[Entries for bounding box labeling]
'''

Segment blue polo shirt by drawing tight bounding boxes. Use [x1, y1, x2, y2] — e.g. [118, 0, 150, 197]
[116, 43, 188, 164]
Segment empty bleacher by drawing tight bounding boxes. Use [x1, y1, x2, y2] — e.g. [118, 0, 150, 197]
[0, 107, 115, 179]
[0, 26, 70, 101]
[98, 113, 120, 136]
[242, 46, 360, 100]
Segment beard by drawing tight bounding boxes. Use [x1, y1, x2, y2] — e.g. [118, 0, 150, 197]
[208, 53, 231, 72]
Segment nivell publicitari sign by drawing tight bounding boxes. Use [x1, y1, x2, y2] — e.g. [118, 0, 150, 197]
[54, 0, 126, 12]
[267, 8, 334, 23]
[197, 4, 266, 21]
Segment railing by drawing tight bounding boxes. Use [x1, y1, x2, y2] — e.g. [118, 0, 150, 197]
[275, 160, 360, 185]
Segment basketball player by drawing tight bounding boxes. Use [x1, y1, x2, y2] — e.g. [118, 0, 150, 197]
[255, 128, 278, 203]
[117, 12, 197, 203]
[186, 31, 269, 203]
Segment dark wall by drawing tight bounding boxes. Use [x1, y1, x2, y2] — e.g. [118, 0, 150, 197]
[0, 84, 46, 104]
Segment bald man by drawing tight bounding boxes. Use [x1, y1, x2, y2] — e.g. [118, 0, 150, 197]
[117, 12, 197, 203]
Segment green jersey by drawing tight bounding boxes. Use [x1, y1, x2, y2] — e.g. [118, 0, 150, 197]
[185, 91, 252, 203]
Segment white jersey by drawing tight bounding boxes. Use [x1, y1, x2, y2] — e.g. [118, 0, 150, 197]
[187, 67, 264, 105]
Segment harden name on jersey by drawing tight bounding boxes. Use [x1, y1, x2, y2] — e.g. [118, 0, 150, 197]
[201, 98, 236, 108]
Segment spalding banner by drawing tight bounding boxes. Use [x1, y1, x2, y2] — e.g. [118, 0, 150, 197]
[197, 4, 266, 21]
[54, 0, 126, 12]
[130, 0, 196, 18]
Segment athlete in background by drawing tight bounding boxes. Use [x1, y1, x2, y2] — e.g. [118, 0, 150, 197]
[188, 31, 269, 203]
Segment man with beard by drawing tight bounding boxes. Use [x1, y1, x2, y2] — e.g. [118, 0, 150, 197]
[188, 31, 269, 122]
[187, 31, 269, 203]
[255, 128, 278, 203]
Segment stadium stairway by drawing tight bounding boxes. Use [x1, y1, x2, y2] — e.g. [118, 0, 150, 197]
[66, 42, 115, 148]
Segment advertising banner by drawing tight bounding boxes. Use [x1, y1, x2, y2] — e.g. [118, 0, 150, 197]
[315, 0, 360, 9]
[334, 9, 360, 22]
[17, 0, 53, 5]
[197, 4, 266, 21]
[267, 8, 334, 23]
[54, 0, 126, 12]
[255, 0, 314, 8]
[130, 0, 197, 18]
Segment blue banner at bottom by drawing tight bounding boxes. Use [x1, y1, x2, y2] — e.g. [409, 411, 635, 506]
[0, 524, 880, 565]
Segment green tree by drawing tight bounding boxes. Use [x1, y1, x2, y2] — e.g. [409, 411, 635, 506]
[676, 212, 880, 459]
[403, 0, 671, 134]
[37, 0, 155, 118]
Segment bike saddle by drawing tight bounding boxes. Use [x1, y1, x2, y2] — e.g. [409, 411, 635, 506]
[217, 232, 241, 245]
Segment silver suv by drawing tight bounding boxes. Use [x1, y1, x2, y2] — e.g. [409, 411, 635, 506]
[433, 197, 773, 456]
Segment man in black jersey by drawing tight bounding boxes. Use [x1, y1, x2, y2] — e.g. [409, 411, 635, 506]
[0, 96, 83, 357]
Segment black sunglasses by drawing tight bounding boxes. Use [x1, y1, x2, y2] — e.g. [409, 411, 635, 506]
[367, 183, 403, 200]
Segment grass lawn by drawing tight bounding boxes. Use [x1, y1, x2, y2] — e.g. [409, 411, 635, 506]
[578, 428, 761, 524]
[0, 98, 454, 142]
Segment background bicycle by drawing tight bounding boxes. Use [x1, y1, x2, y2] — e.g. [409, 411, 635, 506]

'''

Please write out the lines of the items as a numbered list, beginning with the first line and ending at the line that contains "[275, 160, 360, 185]", with any blank lines omitted.

[Expected answer]
1. Segment blue polo shirt by drawing tight bounding boxes. Use [x1, y1, x2, y2] — e.g. [118, 0, 150, 197]
2. [116, 43, 188, 164]
3. Segment empty bleacher by drawing tight bounding boxes. Use [x1, y1, x2, y2] — e.g. [118, 0, 150, 197]
4. [0, 107, 115, 179]
5. [0, 26, 70, 101]
6. [98, 113, 120, 136]
7. [242, 46, 360, 100]
8. Segment beard by drawing tight bounding boxes. Use [x1, y1, x2, y2] — e.g. [118, 0, 150, 197]
9. [208, 53, 231, 72]
10. Segment nivell publicitari sign by drawing tight bounding boxes. Use [x1, y1, x2, y2] — e.g. [118, 0, 150, 197]
11. [54, 0, 126, 12]
12. [267, 8, 334, 23]
13. [197, 4, 266, 21]
14. Segment railing by drawing tight bounding boxes. Use [x1, y1, x2, y2] — e.g. [118, 0, 150, 197]
15. [275, 160, 360, 185]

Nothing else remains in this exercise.